((

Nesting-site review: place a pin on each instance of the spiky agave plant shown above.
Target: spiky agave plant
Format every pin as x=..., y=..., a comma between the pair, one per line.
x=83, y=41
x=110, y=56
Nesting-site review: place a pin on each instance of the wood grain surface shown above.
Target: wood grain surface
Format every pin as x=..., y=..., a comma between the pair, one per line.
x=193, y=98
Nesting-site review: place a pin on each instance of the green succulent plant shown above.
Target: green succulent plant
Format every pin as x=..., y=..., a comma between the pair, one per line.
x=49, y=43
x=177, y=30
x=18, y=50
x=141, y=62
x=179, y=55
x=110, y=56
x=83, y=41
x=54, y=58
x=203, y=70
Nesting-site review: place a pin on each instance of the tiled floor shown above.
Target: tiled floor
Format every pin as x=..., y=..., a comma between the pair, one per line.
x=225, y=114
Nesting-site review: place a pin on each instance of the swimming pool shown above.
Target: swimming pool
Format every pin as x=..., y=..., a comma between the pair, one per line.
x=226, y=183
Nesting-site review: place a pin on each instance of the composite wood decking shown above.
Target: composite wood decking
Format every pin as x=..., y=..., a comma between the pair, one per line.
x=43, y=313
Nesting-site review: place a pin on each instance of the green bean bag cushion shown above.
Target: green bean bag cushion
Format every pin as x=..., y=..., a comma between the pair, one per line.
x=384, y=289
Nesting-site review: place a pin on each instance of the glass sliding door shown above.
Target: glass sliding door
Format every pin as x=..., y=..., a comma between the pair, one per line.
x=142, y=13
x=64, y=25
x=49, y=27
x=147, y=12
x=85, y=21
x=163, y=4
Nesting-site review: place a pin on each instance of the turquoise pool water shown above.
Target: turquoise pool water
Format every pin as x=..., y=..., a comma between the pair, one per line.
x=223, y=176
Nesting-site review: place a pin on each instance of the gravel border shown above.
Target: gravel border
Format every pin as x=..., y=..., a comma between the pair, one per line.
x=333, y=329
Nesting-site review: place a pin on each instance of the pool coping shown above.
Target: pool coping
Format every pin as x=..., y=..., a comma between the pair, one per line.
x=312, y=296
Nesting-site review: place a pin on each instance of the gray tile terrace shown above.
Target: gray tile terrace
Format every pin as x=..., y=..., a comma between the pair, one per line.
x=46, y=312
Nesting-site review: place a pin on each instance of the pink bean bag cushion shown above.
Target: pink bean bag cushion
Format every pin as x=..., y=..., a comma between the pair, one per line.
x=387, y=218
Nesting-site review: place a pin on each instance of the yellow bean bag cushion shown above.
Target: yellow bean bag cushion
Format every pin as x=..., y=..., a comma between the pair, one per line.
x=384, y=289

))

> _Work to complete_: Write out every line of the records above as a numbered list, skipping any blank lines.

> _Result of the task_:
1. Nesting-site review: place a pin on each instance of the spiky agave plant shown above.
2. Target: spiky agave plant
3. Format every pin as x=..., y=..., a comma between the pair, one per line.
4. x=83, y=41
5. x=110, y=56
6. Nesting-site review: place a pin on each instance of the wood grain surface shown above.
7. Target: wood grain surface
8. Format every pin as x=..., y=..., a comma between the pair, one per line.
9. x=193, y=98
10. Nesting-site review: place a pin on each instance of the green succulent plant shown above.
11. Target: green succulent plant
12. Format every pin as x=..., y=..., a comma between the pair, one per line.
13. x=49, y=43
14. x=177, y=30
15. x=18, y=50
16. x=141, y=62
17. x=179, y=55
18. x=110, y=56
19. x=83, y=41
20. x=54, y=58
21. x=203, y=70
22. Nesting-site review: place a pin on each instance of the tiled floor shown above.
23. Target: tiled floor
24. Format every pin as x=..., y=..., a comma between the pair, one per line.
25. x=225, y=114
26. Nesting-site review: place a pin on each instance of the swimming pool shown above.
27. Target: swimming pool
28. Format every pin as x=..., y=..., a comma between the pair, one per line.
29. x=226, y=183
30. Nesting-site review: place a pin on each instance of the composite wood decking shown above.
31. Target: composite wood decking
32. Format every pin as x=..., y=..., a comma between the pair, one per line.
33. x=43, y=313
34. Nesting-site review: place a pin on each instance of the green bean bag cushion shown above.
35. Target: green bean bag cushion
36. Format every pin as x=..., y=..., a comma between the pair, one per line.
37. x=384, y=289
38. Nesting-site review: place a pin on each instance of the glass sliding door shown above.
39. Target: glass sliding door
40. Format every pin as x=..., y=..., a comma between the pair, one per line.
41. x=142, y=13
42. x=64, y=25
43. x=49, y=27
44. x=147, y=12
45. x=85, y=21
46. x=163, y=4
47. Nesting-site review: place a pin on each instance of the turquoise pool water shown above.
48. Target: turquoise pool water
49. Format every pin as x=..., y=..., a comma between the pair, one per line.
50. x=223, y=176
51. Nesting-site review: place a pin on each instance of the gravel border shown above.
52. Target: gravel border
53. Format every pin as x=..., y=..., a comma between the pair, one per line.
54. x=333, y=329
55. Nesting-site review: place a pin on each instance of the pool coping shown above.
56. Target: pool coping
57. Format every pin as x=..., y=..., a comma between the pair, one per line.
58. x=312, y=296
59. Nesting-site review: place a pin on each instance of the gray tile terrace shown above.
60. Target: gray tile terrace
61. Format every pin as x=..., y=..., a comma between the pair, one per line.
62. x=46, y=312
63. Nesting-site review: place a pin on each instance of the pink bean bag cushion shown above.
64. Target: pink bean bag cushion
65. Format every pin as x=..., y=..., a comma between the pair, one per line.
66. x=387, y=218
67. Nesting-site review: place a pin on each instance of the yellow bean bag cushion shown above.
68. Target: yellow bean bag cushion
69. Format every pin as x=..., y=..., a comma between the pair, one per line.
70. x=384, y=289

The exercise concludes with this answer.